Por quê?

Especialistas da plataforma Por Quê?, iniciativa da BEĨ Editora, traduzem o economês do nosso dia a dia, mostrando que a economia pode ser simples e divertida.

Salvar artigos

Recurso exclusivo para assinantes

assine ou faça login

Por quê?
Descrição de chapéu tecnologia

Proteção a qualquer custo?

Forçar idosos a irem a uma agência ratificar suas operações financeiras não é uma política inteligente

  • Salvar artigos

    Recurso exclusivo para assinantes

    assine ou faça login

Mauro Rodrigues

Professor de economia na USP e autor do livro "Sob a Lupa do Economista"

Desde que o mundo é mundo, um subgrupo de indivíduos trabalha para fraudar o resto da sociedade com esquemas corruptos. Um pouco menos frequentemente em grupos sociais pequenos; um pouco menos também em países que foram se tornando mais desenvolvidos do ponto de vista institucional.

A fraude é um roubo a mão desarmada, e reduz o bem-estar de todos os outros indivíduos (os fraudados e os que lutam para escapar das artimanhas). Roubos, armados ou não, retardam o progresso socioeconômico, dado que confiança e capital social são importantes ingredientes da sopa do desenvolvimento sustentado.

Contra as fraudes, que vêm num número incontável de matizes, desenhamos, como sociedade, contramedidas e estratégias para antecipar o próximo passo dos sabotadores. Novamente, tudo isso desde o princípio dos tempos (ou quase), embora seja inegável que a era da internet e da comunicação rápida tenha acentuado o drama.

Ilustração de um notebook aberto. Em sua tela, há uma fechadura com uma chave.

**Trechos de dados**
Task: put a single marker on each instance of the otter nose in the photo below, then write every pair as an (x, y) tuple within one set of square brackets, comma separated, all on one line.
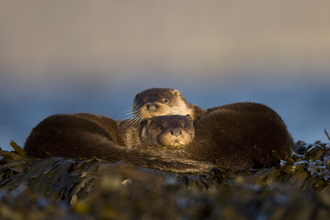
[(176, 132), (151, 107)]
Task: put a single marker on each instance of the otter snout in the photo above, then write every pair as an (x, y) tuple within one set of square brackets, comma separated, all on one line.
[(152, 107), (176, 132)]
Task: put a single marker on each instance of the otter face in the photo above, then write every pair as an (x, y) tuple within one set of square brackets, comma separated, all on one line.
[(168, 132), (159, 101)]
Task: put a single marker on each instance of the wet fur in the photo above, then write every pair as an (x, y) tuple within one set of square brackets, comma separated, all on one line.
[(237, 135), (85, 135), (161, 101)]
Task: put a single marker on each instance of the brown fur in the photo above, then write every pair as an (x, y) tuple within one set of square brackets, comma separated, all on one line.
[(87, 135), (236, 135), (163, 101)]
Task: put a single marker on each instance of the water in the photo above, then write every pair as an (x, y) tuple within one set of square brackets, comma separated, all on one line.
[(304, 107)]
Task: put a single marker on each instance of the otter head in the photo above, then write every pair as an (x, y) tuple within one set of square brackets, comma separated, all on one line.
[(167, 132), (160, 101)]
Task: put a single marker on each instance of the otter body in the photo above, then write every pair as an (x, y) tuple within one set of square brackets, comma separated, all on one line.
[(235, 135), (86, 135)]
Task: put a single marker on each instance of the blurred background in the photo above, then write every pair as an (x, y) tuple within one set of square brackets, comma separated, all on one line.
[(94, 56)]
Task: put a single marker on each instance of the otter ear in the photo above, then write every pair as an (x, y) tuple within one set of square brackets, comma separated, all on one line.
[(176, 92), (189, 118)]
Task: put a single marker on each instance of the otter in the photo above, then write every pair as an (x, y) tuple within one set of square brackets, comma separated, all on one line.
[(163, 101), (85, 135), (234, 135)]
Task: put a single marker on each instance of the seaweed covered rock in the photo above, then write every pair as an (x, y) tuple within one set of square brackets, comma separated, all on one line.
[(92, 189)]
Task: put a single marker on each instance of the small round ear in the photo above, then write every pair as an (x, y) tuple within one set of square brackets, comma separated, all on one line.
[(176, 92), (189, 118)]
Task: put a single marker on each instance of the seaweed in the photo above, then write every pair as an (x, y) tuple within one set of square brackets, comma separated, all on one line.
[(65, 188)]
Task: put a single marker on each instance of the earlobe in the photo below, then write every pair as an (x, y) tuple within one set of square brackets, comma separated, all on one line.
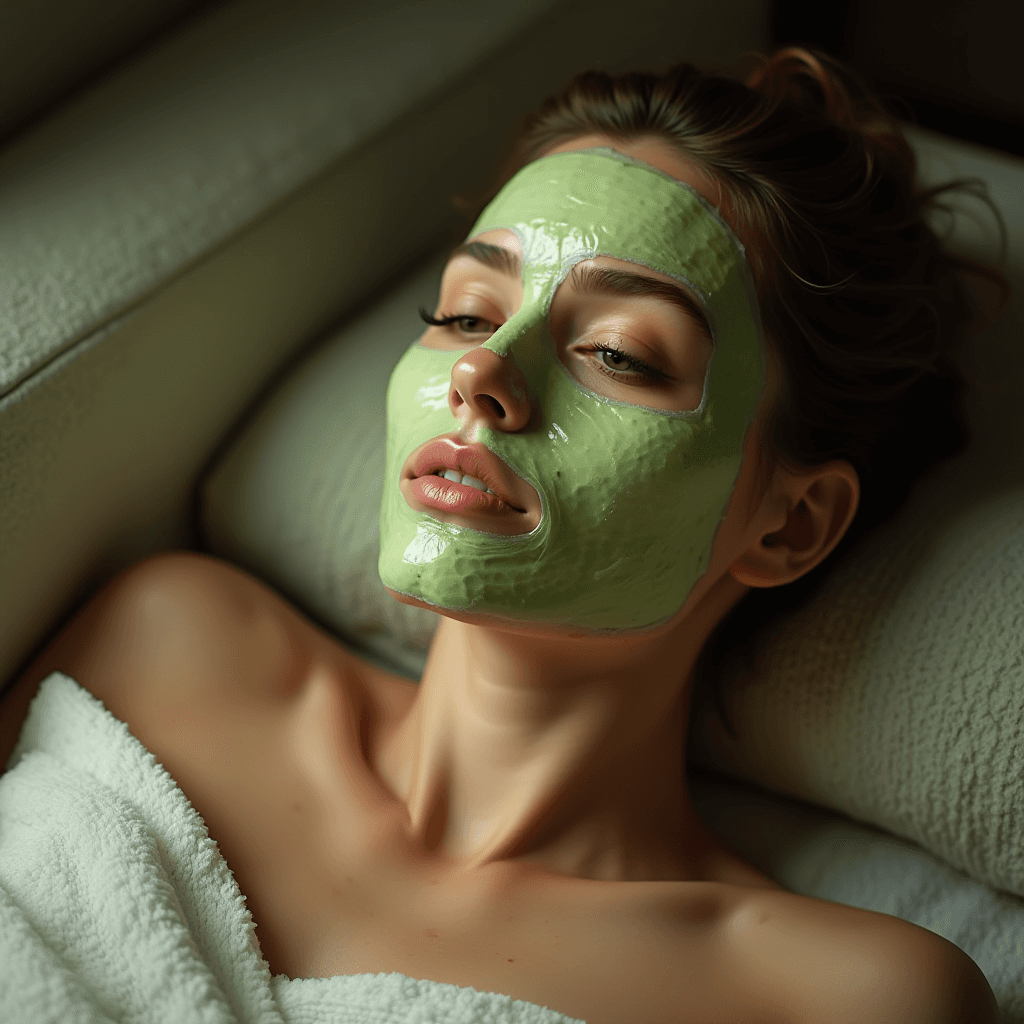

**Instrução 1**
Altere o trecho do texto sobre fraudes de "Professor de economia" a "de vista institucional.", substituindo "esquemas corruptos" por "golpes engenhosos".
**Instrução 2**
Dê seguimento ao texto sobre fraudes a partir do ponto em que ele termina.
Os registros são um material à parte, independente do texto sobre fraudes.

**Resposta esperada 1**
Professor de economia na USP e autor do livro "Sob a Lupa do Economista"

Desde que o mundo é mundo, um subgrupo de indivíduos trabalha para fraudar o resto da sociedade com golpes engenhosos. Um pouco menos frequentemente em grupos sociais pequenos; um pouco menos também em países que foram se tornando mais desenvolvidos do ponto de vista institucional.

**Resposta esperada 2**
Ilustração - Catarina Pignato

Quem nunca caiu num golpe que atire a primeira pedra! É necessária uma atenção sobre-humana para não clicar num email ou mensagem fraudulenta. Porém, e isso é importante, não é porque recebemos emails piratas todas as semanas que o regulador deve propor limitar nosso uso de tal tecnologia.

Desenvolvem-se filtros, campanhas de informação, times especializados em ir atrás dos bandidos etc. Mesmo com tudo isso, no entanto, algumas pessoas ainda serão vítimas de emails maliciosos ou ligações telefônicas clandestinas, entre outros tipos de golpe. E alguns deles serão, infelizmente, bem-sucedidos.

Esse introito é o pano de fundo para uma discussão sobre os projetos de lei que andam circulando por aí e que propõem (ou já impõem, como no Amapá e na Paraíba) a necessidade de assinaturas físicas para idosos que queiram contratar crédito em instituições financeiras.

O objetivo é nobre (e o inferno, cheio daquelas boas intenções): reduzir as fraudes que acometem esse grupo, em tese mais vulnerável a esse tipo de golpe. Em tese.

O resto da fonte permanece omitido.